Aim of the exercise —
Quote the material below verbatim, from the line containing "Note: indicate the dark" through the line containing "<point>260,67</point>", both included.

--- Start of Dataset records ---

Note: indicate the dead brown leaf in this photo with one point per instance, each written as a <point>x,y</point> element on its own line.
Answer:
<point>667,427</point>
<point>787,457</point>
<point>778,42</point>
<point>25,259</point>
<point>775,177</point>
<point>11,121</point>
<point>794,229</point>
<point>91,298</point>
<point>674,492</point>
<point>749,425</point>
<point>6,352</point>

--- End of Dataset records ---
--- Start of Dataset records ---

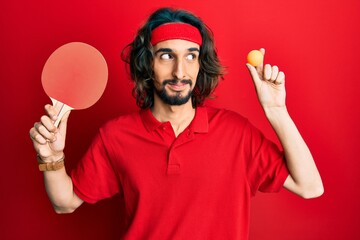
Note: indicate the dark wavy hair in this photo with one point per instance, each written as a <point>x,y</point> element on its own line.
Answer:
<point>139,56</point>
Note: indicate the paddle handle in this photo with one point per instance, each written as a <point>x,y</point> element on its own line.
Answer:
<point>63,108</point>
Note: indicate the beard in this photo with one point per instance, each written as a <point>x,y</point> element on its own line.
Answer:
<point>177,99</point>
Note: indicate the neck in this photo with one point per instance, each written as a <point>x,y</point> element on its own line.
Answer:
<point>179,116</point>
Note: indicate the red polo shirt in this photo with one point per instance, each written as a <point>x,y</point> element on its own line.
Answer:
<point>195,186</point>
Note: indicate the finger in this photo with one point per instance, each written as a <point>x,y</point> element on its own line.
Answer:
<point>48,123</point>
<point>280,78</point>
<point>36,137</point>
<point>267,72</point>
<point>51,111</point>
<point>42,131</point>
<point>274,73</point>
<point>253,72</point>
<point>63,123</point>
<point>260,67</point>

--- End of Dataset records ---

Finished task —
Note: indicate the dark wavy hair in this photo with one point per instance, each written as a <point>x,y</point> element on its own line.
Answer:
<point>139,56</point>
Note: indicate the paddle handle in this photo with one point per instance, each written as a <point>x,y</point> element on its own line.
Answer:
<point>63,108</point>
Note: indicate the beard in this photo with one point per instance, each written as a <point>x,y</point> element on its own line.
Answer:
<point>177,99</point>
Note: indicate the neck in this photo with one point per instance, each written as a <point>x,y</point> element on its own line.
Answer:
<point>179,116</point>
Note: indicate the red polo shirt in this photo with one point per instance, each written as a <point>x,y</point> element on its own line.
Answer:
<point>195,186</point>
Note: indicate the finger in this photo with one point per instance, each written as a <point>x,y</point> element on its own line.
Answer:
<point>48,123</point>
<point>280,78</point>
<point>36,137</point>
<point>267,72</point>
<point>51,111</point>
<point>42,131</point>
<point>274,73</point>
<point>253,72</point>
<point>63,123</point>
<point>260,67</point>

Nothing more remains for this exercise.